取り組む課題 »
(a) キャッシュレス決済の記事によると、国は2025年にキャッシュレス決済比率を何%まで持って行こうとしていますか?
(b) キャッシュレス決済の記事から、「ビザ・ワールドワイド・ジャパン株式会社 デジタル・ソリューション&ディプロイメント 部長」で始まり「とのアライアンス締結に従事。」で終わる部分を、終わりの語句も含めて正確に書き写してください。

出典文書 »

「そういえば、今日は現金を触らなかったな」なんて日はなかっただろうか。
2018年頃から続々と現れた「〇〇Pay」も後押しとなり、日本でもキャッシュレスの気運が高まっている。
金融は経済の潤滑油。キャッシュレス化はビジネスの現場でも無視できない潮流になっていくだろう。この動きはスタートアップにどのような影響を与えるのか? キャッシュレス決済の潮流をサポートしているビザ・ワールドワイド・ジャパン株式会社の鈴木章五氏と福谷大輔氏に、現状と未来を伺った。

ビザ・ワールドワイド・ジャパン株式会社 デジタル・ソリューション&ディプロイメント 部長
2013年より新技術部門の部長としてペイメントにおけるソリューションの商品化に特化した業務に従事。グローバルの視点で互換性を重視した簡易で高いセキュリティを実現した決済シーンを実現するべく、決済デバイスやインターフェースの多様化にも対応したソリューションの提供を行っている。

ビザ・ワールドワイド・ジャパン株式会社 デジタル・パートナーシップ部長
大手電機メーカー、アメリカン・エキスプレスを経て、2012年ビザ・ワールドワイド入社。非接触決済、モバイル決済、トークン決済等の決済の新技術の市場開拓、クレジットカード、プリペイドカード商品の市場開拓業務を経て、2019年3月より現職にてFintech企業とのアライアンス締結に従事。
海外では16年間現金を使ったことがない少年も、キャッシュレスの現在と未来予想図

――キャッシュレスはここ数年、急速に消費者へと浸透しています。この分野で何が起こっているのか、Visaは今後どのようなビジョンを描いているのか教えてもらえますか?
鈴木「キャッシュレス決済の現状としては、数年前から経済産業省主導でキャッシュレスやAPIの検討会など、業界関係者が集められて活発な議論が行われています。その流れで国も様々な施策を打ち出しており、2025年にはキャッシュレス決済比率を40%まで持って行こうとしている。これは我々としても非常に歓迎すべき変化です。
このように前向きな動きは起こっていますが、現状で日本のキャッシュレス決済普及率は非常に低い状態です。
一方でカード決済は非常に進化していて、最初期にカーボンコピーで伝票を印字する形式だったものが磁気式になり、セキュリティの強化でICチップが搭載されました。現在では端末にかざすだけで支払いが完了するコンタクトレス(非接触)システムが生まれ、発行側(カード、スマートフォン、ウェアラブルなど)およびお店側でも対応が進んでいます。
身近な例だと、我々のオフィスがあるビル内の商業施設はVisaのタッチ決済の導入がすごく進んでいて、カードやスマホ、Garmin Pay(Garmin社のスマートウォッチで利用できる非接触型の決済方法)を使えば、現金を持たずに買い物ができるんです。このような環境は今後どんどん増えていき、ファーストフード店やコンビニなど、普段行くような加盟店でもコンタクトレスが普通になっていくでしょう。
海外ではすでにコンタクトレスの普及が進んでいて、Visaのタッチ決済が主流になっている代表的な国として、オーストラリアやシンガポールなどがあります。ヨーロッパも普及率が高いですし、ニューヨークを含め複数の国や都市の鉄道やバスなどではVisaで地下鉄に乗れるようになっています。これらの事例と同水準の決済環境を日本に実現したいと考えています」

提供された行 »
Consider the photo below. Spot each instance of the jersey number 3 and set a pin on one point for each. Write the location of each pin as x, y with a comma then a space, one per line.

---

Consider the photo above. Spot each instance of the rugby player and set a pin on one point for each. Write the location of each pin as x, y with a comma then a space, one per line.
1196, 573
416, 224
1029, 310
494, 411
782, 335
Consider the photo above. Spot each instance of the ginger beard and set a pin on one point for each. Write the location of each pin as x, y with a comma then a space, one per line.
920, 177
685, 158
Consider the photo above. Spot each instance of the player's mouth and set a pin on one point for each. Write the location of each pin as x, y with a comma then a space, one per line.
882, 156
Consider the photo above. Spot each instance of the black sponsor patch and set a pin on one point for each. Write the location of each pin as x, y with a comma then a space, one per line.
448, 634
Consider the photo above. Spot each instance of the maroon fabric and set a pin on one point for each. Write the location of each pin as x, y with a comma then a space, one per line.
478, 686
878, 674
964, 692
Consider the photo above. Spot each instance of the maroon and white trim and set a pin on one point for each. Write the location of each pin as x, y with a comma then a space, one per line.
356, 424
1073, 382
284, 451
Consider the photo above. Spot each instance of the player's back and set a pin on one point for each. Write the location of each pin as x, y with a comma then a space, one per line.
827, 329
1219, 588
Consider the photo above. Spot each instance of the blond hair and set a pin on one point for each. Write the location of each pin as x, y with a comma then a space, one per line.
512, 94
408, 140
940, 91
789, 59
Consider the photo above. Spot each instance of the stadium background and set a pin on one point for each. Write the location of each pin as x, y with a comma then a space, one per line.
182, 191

解答一覧 »
(a) 40%

(b)
ビザ・ワールドワイド・ジャパン株式会社 デジタル・ソリューション&ディプロイメント 部長
2013年より新技術部門の部長としてペイメントにおけるソリューションの商品化に特化した業務に従事。グローバルの視点で互換性を重視した簡易で高いセキュリティを実現した決済シーンを実現するべく、決済デバイスやインターフェースの多様化にも対応したソリューションの提供を行っている。

ビザ・ワールドワイド・ジャパン株式会社 デジタル・パートナーシップ部長
大手電機メーカー、アメリカン・エキスプレスを経て、2012年ビザ・ワールドワイド入社。非接触決済、モバイル決済、トークン決済等の決済の新技術の市場開拓、クレジットカード、プリペイドカード商品の市場開拓業務を経て、2019年3月より現職にてFintech企業とのアライアンス締結に従事。